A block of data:
══════════════════════════════
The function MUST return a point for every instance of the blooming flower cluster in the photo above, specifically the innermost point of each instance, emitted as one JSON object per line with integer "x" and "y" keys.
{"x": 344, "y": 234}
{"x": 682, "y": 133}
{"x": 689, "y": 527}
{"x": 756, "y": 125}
══════════════════════════════
• Challenge: Could you lay out the entries above as a two-column CSV with the columns "entry_text" and "answer", one row per entry? Put each entry's text and its answer in a single quoted field, with line breaks replaced by spaces.

• Response:
entry_text,answer
"The function MUST return a point for every instance of the blooming flower cluster in the photo above, specifically the innermost point of each instance, emitted as one JSON object per line with integer ""x"" and ""y"" keys.","{""x"": 344, ""y"": 234} {""x"": 682, ""y"": 133} {""x"": 689, ""y"": 527} {""x"": 756, ""y"": 125}"